Top of Text passage
GOVERNMENT: No deal on Varosha

THE government yesterday refused any deal with Denktash on Varosha (Famagusta) and reaffirmed its demand that the town be handed over to the United Nations to enable the resettlement of its lawful inhabitants.

The Turkish Cypriot leader disclosed on Wednesday that his side was considering new moves and “openings”, including the opening of the fenced part of Varosha for settlement.

But he again insisted that the area remain under Turkish administration. His only “concession” was that the UN would also be given a say.

He did not give details and avoided announcing a date for his proposal.

Denktash’s move is seen as a new trick to gain international support after being squarely blamed for the collapse of the UN-brokered peace talks earlier this year.

Talking during one of his meetings he said: “Our proposal for opening Varosha for settlement is still valid, provided the rights of the Wakf religious foundations are protected. Varosha is part of our territory.

“But in order to alleviate the security concerns of the Greek Cypriots, we are thinking of recognising a say to the United Nations. However, these are issues upon which we are still working."

Government spokesman Kypros Chrysostomides noted that the Famagusta offer was nothing new. Denktash announced back on August 4 that he was going to take such action.

“We have not seen any such gesture or step so far,” the Spokesman pointed out.

The only addition to the original announcement was Denktash’s offer to allow the UN to have some control over the town, while insisting on keeping it under TC administration.

“This is not acceptable. What we insist on is that the town of Famagusta be handed over to the United Nations for the resettlement of its legitimate inhabitants, as called for by the UN resolutions and the high-
level agreements (of 1979),” the spokesman declared.

In its resolution 550 of May 1984, the Security Council stated that it considered any attempt to settle any part of Varosha by people other than its inhabitants as 'inadmissible' and called for the transfer of the area to the administration of the United Nations.

Varosha, a once-thriving tourist resort and home to some 60,000 Greek Cypriots, came under Turkish army control in August 1974. It now lies deserted, with its dozens of seaside hotels in decay. Billions of pounds will be required for its restoration.

Denktash claimed that the UN Security Council had taken its decision without knowing the existence of property allegedly belonging to the Wakf foundation.

“If the Greek Cypriot owners do not come, we must prevent the destruction of the buildings,” he added.
He alleged that “contacts were under way to lease some of the buildings” following applications by interested individuals.

“We want to act patiently and with cool head and settle this matter, protecting the rights of both the Wakf and the Greek Cypriot owners."

Speaking on another issue, Denktash dismissed as a “political caprice” the Greek Cypriot demand for a Gymnasium to be allowed to operate in the Karpass peninsula for children of enclaved people, so that they not have to move to the free areas, away from their families.

He said a Gymnasium for seven children was unthinkable.

“This would not happen anywhere in the world. It is nothing else but a political caprice."

Noting that Turkish Cypriots in the area had also asked for a Gymnasium he said his regime was examining this.

“If such a school is opened, teachers could be appointed to teach the Greek Cypriot children in the Greek language at the same school, Thus they will learn both Greek and Turkish and become friends with each other."

Chrysostomides pointed out that both the third Vienna accord and the UN resolutions demanded that the right to education be safeguarded.

Denktash’s remarks would be noted but at the same time one should take note of the “systematic ethnic cleansing” that was still going on in the Karpass area.

Recalling that there were thousands of Greek Cypriots living in the area before 1974, the spokesman said the fact only a small number of secondary school children were left was proof of this policy of ethnic cleansing and expulsion of the indigenous inhabitants of the Karpass by the Turkish occupiers and the Denktash regime."
Bottom of Text passage
What is needed:
Reproduce the part of the Varosha news report starting at "THE government yesterday" and ending at "Varosha for settlement.", word for word.
Top of Material supplied
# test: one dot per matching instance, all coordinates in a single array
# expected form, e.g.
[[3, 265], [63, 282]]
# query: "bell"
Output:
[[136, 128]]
Bottom of Material supplied
Output for this exercise:
THE government yesterday refused any deal with Denktash on Varosha (Famagusta) and reaffirmed its demand that the town be handed over to the United Nations to enable the resettlement of its lawful inhabitants.

The Turkish Cypriot leader disclosed on Wednesday that his side was considering new moves and “openings”, including the opening of the fenced part of Varosha for settlement.